# locate daemon?



## ph0enix (Mar 26, 2009)

Is there a way to setup locate so it's constantly indexing the file system?  I found /etc/periodic/weekly/310.locate but I have to run it manually every time I want to update the locate database.

Thanks! 

J.


----------



## DutchDaemon (Mar 26, 2009)

Well, you could run it from cron once a day if you like. Don't underestimate the assault on your hard drive. There's a reason why it runs unattended in the middle of the night.


----------



## SirDice (Mar 26, 2009)

There is no locate daemon...

Move the script to daily or run it from cron on an hourly basis..


----------



## ph0enix (Mar 26, 2009)

Is there something better than locate then?  I would imagine that there has to be a search utility that indexes the fs in real time - no?

Thanks!

J.


----------



## SirDice (Mar 26, 2009)

*man whereis* and *man find*

I actually never use locate..


----------



## ph0enix (Mar 26, 2009)

I'm familiar with "find" but that doesn't use indexes so it can take a long time.  I'll take a look at "whereis".

Thanks!


----------



## SirDice (Mar 26, 2009)

I've never used it but it seems that GNOME has support for Tracker.

http://projects.gnome.org/tracker/index.html


----------



## DutchDaemon (Mar 26, 2009)

SirDice said:
			
		

> *man whereis* and *man find*
> 
> I actually never use locate..



It can be handy sometimes, when some program wants a somelib.so.3 and I need to know quickly whether I have a somelib.so.x lying around somewhere that I can reuse. Other than that, not much use.


----------



## ph0enix (Mar 26, 2009)

SirDice said:
			
		

> *man whereis* and *man find*
> 
> I actually never use locate..



"whereis" doesn't seem to find everything.  It looks like an upgrade for "which".


----------



## SirDice (Mar 26, 2009)

If you are looking for an executable add the -b switch to whereis. To be perfectly honest I don't use whereis that much either. After 10 years I pretty much know where everything is or at least where it's supposed to be :e


----------



## ph0enix (Mar 26, 2009)

SirDice said:
			
		

> After 10 years I pretty much know where everything is or at least where it's supposed to be :e



You're such a show off!


----------



## SirDice (Mar 26, 2009)

Nah.. Just damn proud to be such a long time fbsd user


----------



## phoenix (Mar 27, 2009)

Are you looking for a CLI app or a GUI app?  There are several GUI apps for GNOME/KDE that do near-realtime indexing of the filesystem, and instant-search.  Not sure about CLI.


----------

Data section —
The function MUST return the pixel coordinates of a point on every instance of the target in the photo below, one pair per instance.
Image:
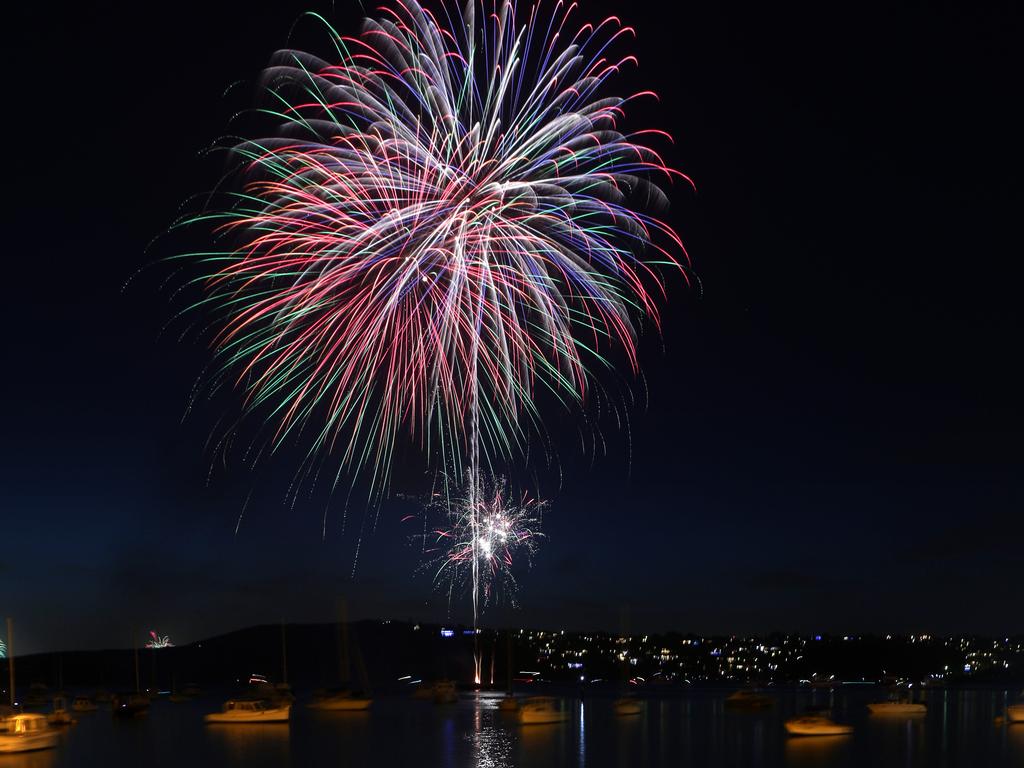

What is needed — In the locate thread, condense the paragraph that begins "Well, you could run it from cron" into one sentence that keeps its main points.

Solution — You could run it from cron once a day, but it hits the hard drive hard, which is why it runs unattended in the middle of the night.